Recorded information start

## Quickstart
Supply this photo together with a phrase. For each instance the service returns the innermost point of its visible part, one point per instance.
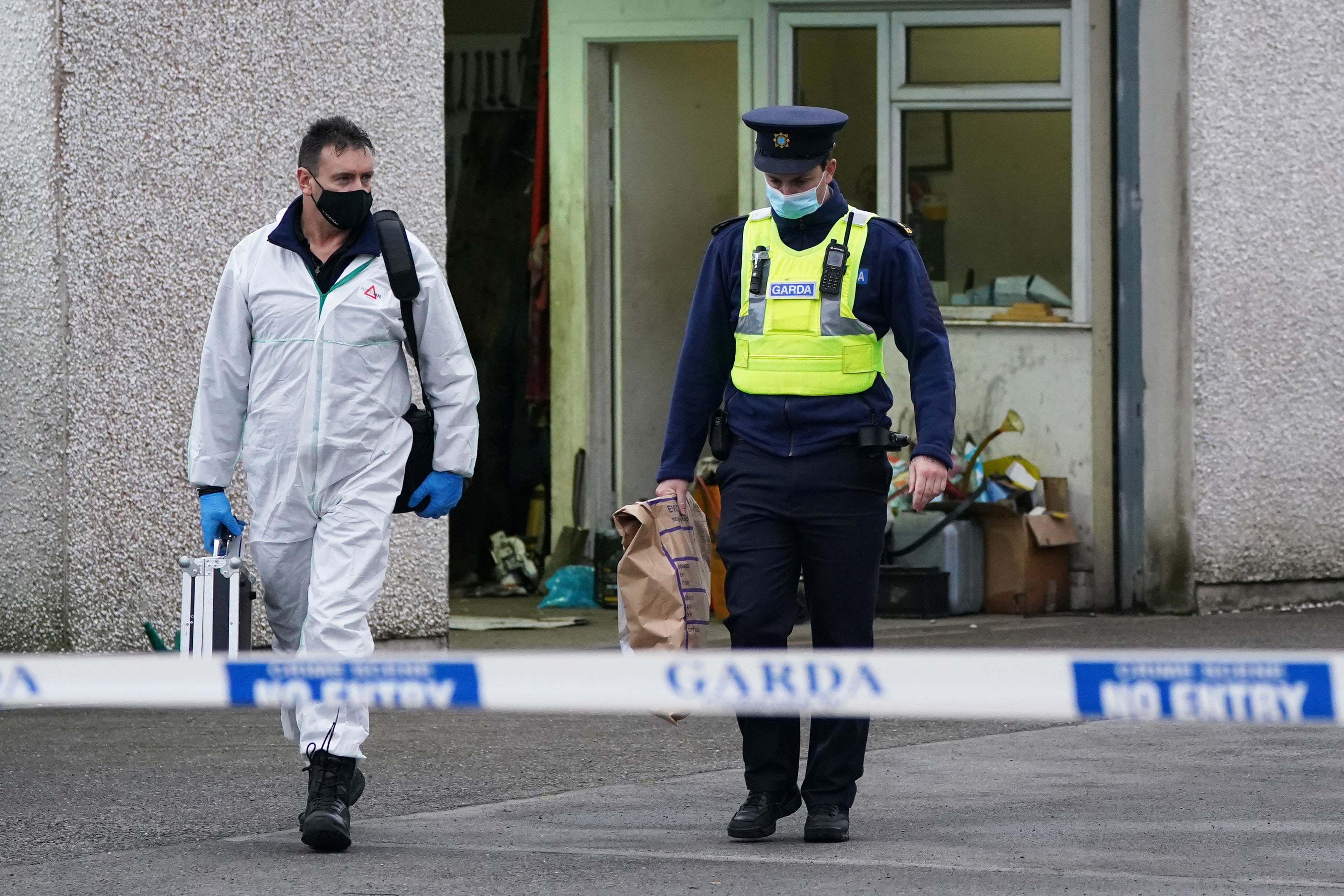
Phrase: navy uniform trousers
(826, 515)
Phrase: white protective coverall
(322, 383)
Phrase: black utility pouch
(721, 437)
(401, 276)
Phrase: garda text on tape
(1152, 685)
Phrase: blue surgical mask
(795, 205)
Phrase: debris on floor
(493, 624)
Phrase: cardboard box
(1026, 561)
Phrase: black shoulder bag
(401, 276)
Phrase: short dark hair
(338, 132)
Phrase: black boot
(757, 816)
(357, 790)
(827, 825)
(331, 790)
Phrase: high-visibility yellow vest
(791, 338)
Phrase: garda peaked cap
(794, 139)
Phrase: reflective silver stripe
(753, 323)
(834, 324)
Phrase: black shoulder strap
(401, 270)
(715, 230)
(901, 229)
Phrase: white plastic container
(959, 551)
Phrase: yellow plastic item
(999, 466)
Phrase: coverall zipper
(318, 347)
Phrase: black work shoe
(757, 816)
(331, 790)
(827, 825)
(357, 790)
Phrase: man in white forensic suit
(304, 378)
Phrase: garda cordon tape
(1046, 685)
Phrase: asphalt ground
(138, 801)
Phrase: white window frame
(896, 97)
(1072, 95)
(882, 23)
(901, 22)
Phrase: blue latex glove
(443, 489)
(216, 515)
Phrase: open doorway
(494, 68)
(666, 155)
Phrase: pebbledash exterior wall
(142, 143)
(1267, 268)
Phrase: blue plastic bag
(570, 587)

Recorded information end

◆ **To be done**: Would you mind returning each entry above word for word, skipping the images?

◆ **Exercise answer**:
## Quickstart
Supply this photo together with a phrase. For each instance the service returns the innermost point of its visible part, one point per instance.
Phrase: navy uniform trousers
(826, 515)
Phrase: white protective coverall
(322, 383)
Phrase: black utility pouch
(721, 437)
(401, 276)
Phrase: garda text on tape
(1152, 685)
Phrase: blue surgical mask
(795, 205)
Phrase: debris on floor
(493, 624)
Phrase: cardboard box
(1026, 561)
Phrase: black shoulder bag
(401, 276)
Phrase: short dark hair
(338, 132)
Phrase: black boot
(757, 816)
(357, 790)
(827, 825)
(331, 790)
Phrase: high-visibility yellow vest
(791, 338)
Phrase: garda peaked cap
(794, 139)
Phrase: reflective silver stripe
(753, 323)
(834, 324)
Phrase: black shoulder strap
(401, 270)
(715, 230)
(901, 229)
Phrase: white plastic container
(959, 551)
Phrase: yellow plastic item
(999, 466)
Phrase: coverall zipper
(318, 347)
Phrase: black work shoe
(757, 816)
(331, 790)
(827, 825)
(357, 790)
Phrase: man in white forensic suit
(304, 378)
Phrase: garda cordon tape
(1046, 685)
Phrase: asphalt ground
(138, 801)
Phrase: white window frame
(896, 97)
(1072, 95)
(882, 23)
(901, 22)
Phrase: blue latex glove
(443, 489)
(216, 515)
Phrase: open doorway
(494, 68)
(666, 155)
Phrase: pebbledash exterior wall
(142, 143)
(1267, 268)
Phrase: blue plastic bag
(570, 587)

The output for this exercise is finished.